> [WHAT THIS TASK INVOLVES] Put every line of the entries below into a Markdown table with the columns Row and Line. Number the rows in order, and skip blank lines.

Entries for pointing and labeling:
-.-.-

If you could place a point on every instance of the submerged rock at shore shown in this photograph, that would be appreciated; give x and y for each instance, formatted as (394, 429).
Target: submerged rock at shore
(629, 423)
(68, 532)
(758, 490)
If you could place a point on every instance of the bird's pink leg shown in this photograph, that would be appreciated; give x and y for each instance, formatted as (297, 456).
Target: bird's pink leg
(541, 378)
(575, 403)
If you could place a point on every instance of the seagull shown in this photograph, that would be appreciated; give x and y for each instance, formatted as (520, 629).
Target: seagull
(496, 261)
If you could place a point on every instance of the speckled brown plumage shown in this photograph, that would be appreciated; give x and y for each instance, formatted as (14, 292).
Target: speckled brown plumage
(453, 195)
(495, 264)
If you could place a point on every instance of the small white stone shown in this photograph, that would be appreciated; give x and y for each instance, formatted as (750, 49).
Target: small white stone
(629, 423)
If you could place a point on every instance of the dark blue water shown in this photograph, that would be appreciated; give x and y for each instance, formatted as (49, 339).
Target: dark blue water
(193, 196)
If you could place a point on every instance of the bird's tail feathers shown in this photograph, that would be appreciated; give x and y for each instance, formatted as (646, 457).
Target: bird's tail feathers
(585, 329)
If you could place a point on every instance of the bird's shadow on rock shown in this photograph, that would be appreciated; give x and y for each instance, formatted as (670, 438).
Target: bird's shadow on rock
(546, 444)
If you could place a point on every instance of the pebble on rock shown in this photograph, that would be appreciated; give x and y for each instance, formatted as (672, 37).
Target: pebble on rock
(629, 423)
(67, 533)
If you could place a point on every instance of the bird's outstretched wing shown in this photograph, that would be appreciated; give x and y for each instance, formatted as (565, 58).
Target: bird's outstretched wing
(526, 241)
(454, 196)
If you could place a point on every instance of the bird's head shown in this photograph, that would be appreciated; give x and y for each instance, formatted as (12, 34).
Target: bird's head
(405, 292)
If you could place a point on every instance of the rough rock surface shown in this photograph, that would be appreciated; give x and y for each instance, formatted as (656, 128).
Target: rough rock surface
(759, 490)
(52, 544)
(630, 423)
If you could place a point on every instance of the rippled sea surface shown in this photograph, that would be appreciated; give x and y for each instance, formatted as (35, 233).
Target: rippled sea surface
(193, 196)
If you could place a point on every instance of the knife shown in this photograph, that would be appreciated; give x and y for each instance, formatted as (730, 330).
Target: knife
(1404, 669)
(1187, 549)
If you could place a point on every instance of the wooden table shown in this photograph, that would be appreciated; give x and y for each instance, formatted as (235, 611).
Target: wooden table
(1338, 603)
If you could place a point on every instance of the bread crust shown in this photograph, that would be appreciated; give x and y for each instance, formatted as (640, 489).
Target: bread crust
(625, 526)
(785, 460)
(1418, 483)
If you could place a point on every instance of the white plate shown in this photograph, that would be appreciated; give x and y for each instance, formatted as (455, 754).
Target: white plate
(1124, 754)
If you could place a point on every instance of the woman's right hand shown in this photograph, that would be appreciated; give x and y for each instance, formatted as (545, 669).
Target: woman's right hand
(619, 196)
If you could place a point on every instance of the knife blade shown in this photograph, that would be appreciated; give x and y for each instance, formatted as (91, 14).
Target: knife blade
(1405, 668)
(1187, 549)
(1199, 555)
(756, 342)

-.-.-

> [TASK RESULT]
| Row | Line |
|---|---|
| 1 | If you could place a point on every instance of the submerged rock at shore shown in this photograph, that would be appreciated; give x and y for each instance, formatted as (394, 429). |
| 2 | Target: submerged rock at shore |
| 3 | (629, 423) |
| 4 | (68, 532) |
| 5 | (758, 490) |
| 6 | If you could place a point on every instance of the bird's pink leg shown in this photograph, that would be appreciated; give x and y for each instance, formatted as (297, 456). |
| 7 | Target: bird's pink leg |
| 8 | (541, 378) |
| 9 | (575, 403) |
| 10 | If you could place a point on every instance of the seagull shown in this photograph, that would be appreciated; give x and y for each instance, formatted as (520, 629). |
| 11 | Target: seagull |
| 12 | (496, 261) |
| 13 | If you could place a point on every instance of the speckled brown plumage shown in this photograph, that would be appreciated; give x and y for each instance, formatted as (14, 292). |
| 14 | Target: speckled brown plumage |
| 15 | (453, 195) |
| 16 | (495, 264) |
| 17 | If you could place a point on every instance of the small white stone shown in this photograph, that would be appreciated; give x and y for each instance, formatted as (750, 49). |
| 18 | Target: small white stone |
| 19 | (629, 423) |
| 20 | If you could place a point on every instance of the dark blue water shown in this photograph, that would be appreciated; give x and y for each instance, formatted as (49, 339). |
| 21 | Target: dark blue water |
| 22 | (193, 196) |
| 23 | If you could place a point on every instance of the bird's tail feathers shown in this photograph, that would be appreciated; give x and y for each instance, formatted as (646, 457). |
| 24 | Target: bird's tail feathers |
| 25 | (585, 329) |
| 26 | If you could place a point on every instance of the bird's shadow on rock shown in this photograph, that would be appreciated; give x and y for each instance, formatted as (670, 438). |
| 27 | Target: bird's shadow on rock |
| 28 | (546, 444) |
| 29 | If you could place a point on every instance of the pebble on rock shown in this photograph, that would be appreciated; give x and y for each instance, formatted as (672, 37). |
| 30 | Target: pebble on rock |
| 31 | (629, 423) |
| 32 | (67, 533) |
| 33 | If you could place a point on every instance of the bird's outstretched wing shown in this photograph, that would be appreciated; give x and y for each instance, formatted as (565, 58). |
| 34 | Target: bird's outstretched wing |
| 35 | (526, 241) |
| 36 | (454, 196) |
| 37 | If you could place a point on every instance of the bird's head shown in this photograph, that would be appreciated; give x and y for each instance, formatted as (12, 34). |
| 38 | Target: bird's head |
| 39 | (405, 292) |
| 40 | If you could place a point on every instance of the rough rock surface shown in this photograph, that would be appreciated; give x and y for each instance, formatted as (656, 128). |
| 41 | Target: rough rock surface |
| 42 | (759, 490) |
| 43 | (52, 544) |
| 44 | (630, 423) |
| 45 | If you could place a point on every instance of the rippled sea surface shown in this photograph, that would be appreciated; give x and y for each instance, formatted as (35, 233). |
| 46 | Target: rippled sea surface |
| 47 | (193, 196) |
| 48 | If you could place a point on every instance of the knife shown in this photograph, that would be appreciated; give x and y for each instance, formatted as (730, 330). |
| 49 | Target: knife |
| 50 | (1404, 669) |
| 51 | (1187, 549) |
| 52 | If you could place a point on every instance of the wooden table shown in this photograph, that would be appreciated; give x and y for each instance, formatted as (235, 611). |
| 53 | Target: wooden table |
| 54 | (1338, 603) |
| 55 | If you could place a point on every instance of the bread crust shown in this photograph, that would be appreciated; give x and y for each instance, formatted as (640, 489). |
| 56 | Target: bread crust |
| 57 | (625, 526) |
| 58 | (785, 460) |
| 59 | (1418, 483) |
| 60 | If you could place a point on every instance of the white plate shown in this photograph, that would be appreciated; give x and y for each instance, formatted as (455, 754). |
| 61 | Target: white plate |
| 62 | (1124, 754) |
| 63 | If you could place a point on every instance of the woman's right hand shown in this photograph, that would be appreciated; give x and y for each instance, formatted as (545, 669). |
| 64 | Target: woman's right hand |
| 65 | (619, 196) |
| 66 | If you could place a point on every instance of the knife blade shown in this photograph, that would be appreciated; give x and y for each instance, formatted as (91, 14). |
| 67 | Target: knife blade |
| 68 | (1405, 668) |
| 69 | (1187, 549) |
| 70 | (1199, 555) |
| 71 | (756, 342) |